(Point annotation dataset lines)
+++

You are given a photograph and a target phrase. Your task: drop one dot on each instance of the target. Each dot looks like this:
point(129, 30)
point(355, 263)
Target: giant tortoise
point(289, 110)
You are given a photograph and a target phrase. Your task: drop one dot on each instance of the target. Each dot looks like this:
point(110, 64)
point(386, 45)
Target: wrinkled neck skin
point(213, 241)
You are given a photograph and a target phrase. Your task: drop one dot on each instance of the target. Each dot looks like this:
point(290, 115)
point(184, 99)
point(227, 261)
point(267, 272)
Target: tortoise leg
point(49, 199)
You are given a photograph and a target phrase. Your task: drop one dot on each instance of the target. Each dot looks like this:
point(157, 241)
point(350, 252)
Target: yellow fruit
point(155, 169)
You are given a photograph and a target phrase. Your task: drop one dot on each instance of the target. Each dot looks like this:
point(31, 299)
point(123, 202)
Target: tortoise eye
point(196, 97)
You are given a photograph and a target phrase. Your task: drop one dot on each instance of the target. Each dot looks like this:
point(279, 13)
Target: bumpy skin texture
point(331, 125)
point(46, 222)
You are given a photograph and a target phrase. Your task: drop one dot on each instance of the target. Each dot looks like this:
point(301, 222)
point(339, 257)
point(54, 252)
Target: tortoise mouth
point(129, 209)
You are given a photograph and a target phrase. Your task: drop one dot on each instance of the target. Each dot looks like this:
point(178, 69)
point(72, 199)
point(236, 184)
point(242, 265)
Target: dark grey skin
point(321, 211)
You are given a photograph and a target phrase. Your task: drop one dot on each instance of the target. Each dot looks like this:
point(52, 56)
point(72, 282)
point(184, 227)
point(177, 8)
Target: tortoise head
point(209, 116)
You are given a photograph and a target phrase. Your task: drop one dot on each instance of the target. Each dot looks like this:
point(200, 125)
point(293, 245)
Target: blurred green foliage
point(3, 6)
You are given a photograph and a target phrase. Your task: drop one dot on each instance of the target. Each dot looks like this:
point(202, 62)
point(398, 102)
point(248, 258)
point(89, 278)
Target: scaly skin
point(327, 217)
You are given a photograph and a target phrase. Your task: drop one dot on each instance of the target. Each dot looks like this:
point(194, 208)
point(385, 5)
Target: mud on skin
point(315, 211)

+++

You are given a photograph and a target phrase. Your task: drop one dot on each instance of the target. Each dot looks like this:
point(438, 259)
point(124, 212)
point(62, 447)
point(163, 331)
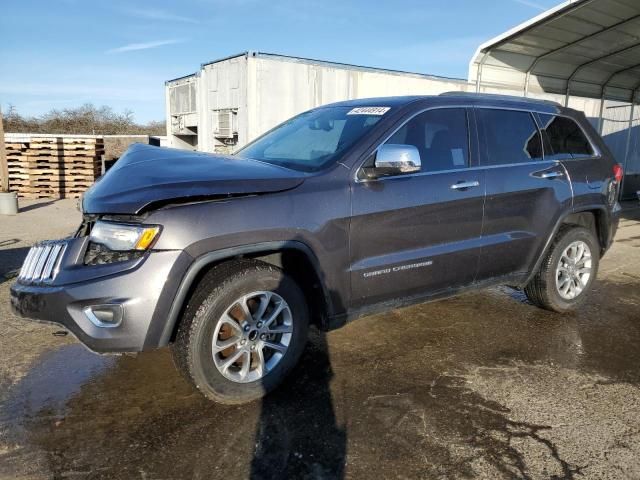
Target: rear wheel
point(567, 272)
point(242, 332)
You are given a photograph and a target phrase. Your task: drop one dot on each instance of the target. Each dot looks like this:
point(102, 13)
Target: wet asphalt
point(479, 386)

+++

### Stated task
Pick out each line above that contains the word "skin" and copy all of them.

### Solution to the problem
Target: wrinkled neck skin
Target: bumpy skin texture
Target: dark grey skin
Target: scaly skin
Target: mud on skin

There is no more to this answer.